───── TEXTAUSZUG ─────
Caravaggio schuf zahlreiche Werke, die zu den bekanntesten des Frühbarock zählen. Sein typisches, dramatisches Chiaroscuro und seine naturnahen, ungeschönten Darstellungen hatten großen Einfluss auf die Künstler der Zeit. Nicht nur Orazio und Artemisia Gentileschi ließen sich von seinem Stil inspirieren, sondern auch eine Künstlergröße wie Rembrandt gehörte zu den sogenannten Caravaggisten.
Zu Caravaggios namhaftesten Gemälden gehören:
Kleiner kranker Bacchus (1593, Galleria Borghese, Rom)
Knabe mit Früchtekorb (1593/94, Galleria Borghese, Rom)
Die Falschspieler (1594, Kimbell Art Museum, Fort Worth)
Die reuige Magdalena (1594/95, Palazzo Pamphilj, Rom)
Der Lautenspieler (1595/96, Eremitage, St. Petersburg)
Medusa (1597, Uffizien, Florenz)
Judith und Holofernes (1598/99, Palazzo Barberini, Rom)
Das Martyrium des Hl. Matthäus (1599/1600, Contarelli-Kapelle, San Luigi dei Francesi, Rom)
Die Berufung des Hl. Matthäus (1600, Contarelli- Kapelle, San Luigi dei Francesi, Rom)
David mit dem Haupt des Goliath (1600/01, Kunsthistorisches Museum, Wien)
Abendmahl in Emmaus (1601, National Gallery, London)
Der ungläubige Thomas (1601/02, Schloss Sanssouci, Potsdam)
Amor als Sieger (1601/02, Gemäldegalerie, Berlin)
Die Kreuzigung des Heiligen Petrus (1601/04, Cerasi Kapelle, Santa Maria del Popolo, Rom)
Johannes der Täufer mit dem Widder (1602, Kapitolinische Museen, Rom)
Die Opferung Isaaks (1603, Uffizien, Florenz)
Die Grablegung Christi (1603/04, Vatikanische Pinakothek, Vatikan)
───── BEREITGESTELLTE DATENSÄTZE ─────
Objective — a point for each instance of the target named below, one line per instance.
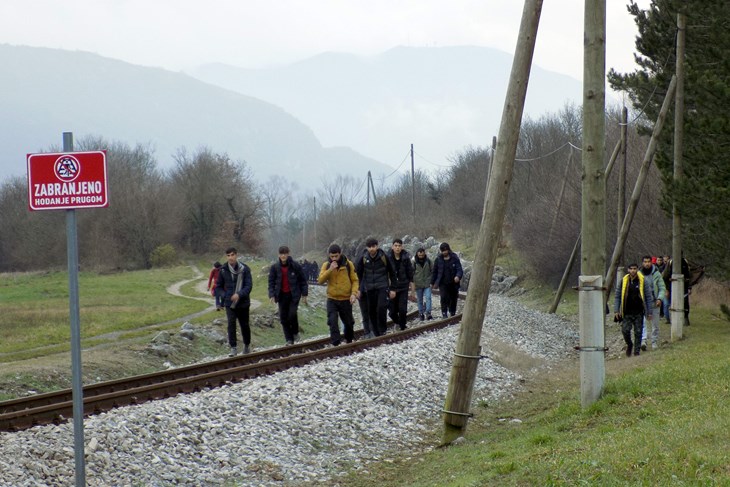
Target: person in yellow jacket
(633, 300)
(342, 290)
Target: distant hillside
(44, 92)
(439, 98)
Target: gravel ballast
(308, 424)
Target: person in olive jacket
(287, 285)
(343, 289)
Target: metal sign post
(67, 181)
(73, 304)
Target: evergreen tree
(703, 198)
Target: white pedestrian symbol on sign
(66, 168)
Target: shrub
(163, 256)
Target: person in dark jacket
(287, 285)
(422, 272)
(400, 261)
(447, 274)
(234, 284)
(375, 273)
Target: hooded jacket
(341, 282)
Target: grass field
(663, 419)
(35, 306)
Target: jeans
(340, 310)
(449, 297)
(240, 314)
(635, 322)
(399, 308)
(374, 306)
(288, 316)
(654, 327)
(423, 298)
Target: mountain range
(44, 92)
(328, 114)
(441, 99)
─────
AUFGABENLISTE:
**a.** Aktualisiere den Abschnitt der Datensätze von der Zeile mit „Target: hooded jacket“ bis zum Ende der Datensätze, indem du „mountain range“ durch „mountain ridge“ ersetzt. Gib nur diesen Abschnitt aus und lass alles Übrige darin unverändert.
**b.** Führe den Text über Caravaggios Werke dort fort, wo er aufhört.

ANTWORTEN ZU AUFGABEN:
**a.**
Target: hooded jacket
(341, 282)
Target: grass field
(663, 419)
(35, 306)
Target: jeans
(340, 310)
(449, 297)
(240, 314)
(635, 322)
(399, 308)
(374, 306)
(288, 316)
(654, 327)
(423, 298)
Target: mountain ridge
(44, 92)
(328, 114)
(441, 99)

**b.**
Madonna di Loreto (1604-06, Cappella Cavaletti, Sant’ Agostino in Campo Marzio, Rom)
Die Rosenkranzmadonna (1605-07, Kunsthistorisches Museum, Wien)
Der Heilige Hieronymus (1606, Galleria Borghese, Rom)
Die Sieben Werke der Barmherzigkeit (1606/07, Pio Monte della Misericordia, Neapel)
Die Geißelung Christi (1607, Museo di Capodimonte, Neapel)
Enthauptung Johannes des Täufers (1608, St. John’s Co-Cathedral, Malta)
Zusammenfassung
Caravaggio hieß eigentlich Michelangelo Merisi und wurde später nach dem kleinen Ort Caravaggio benannt, in dem er aufgewachsen war
Als 13-Jähriger wurde Michelangelo Merisi Lehrling bei dem renommierten Maler Simone Peterzano, dessen Hell-Dunkel-Malerei sein gesamtes künstlerisches Schaffen prägen sollte.
Nach der Ausbildung ging Caravaggio in die Kunstmetropole Rom und machte sich dort einen Namen mit dramatischen Gemälden, die so ganz anders waren als die Werke von Künstlern der Spätrenaissance. Caravaggios Kunst galt als aufregend neu.
Im Streit tötete der aufbrausende Caravaggio seinen Widersacher, flüchtete und wurde in Abwesenheit zum Tode verurteilt. Vier Jahre lang irrte das Genie durch den Mittelmeerraum, hinterließ seine künstlerischen Spuren und hoffte weiterhin auf Begnadigung, um nach Rom zurückkehren zu können. Dazu aber kam es nicht, denn Caravaggio starb im Alter von 38 Jahren.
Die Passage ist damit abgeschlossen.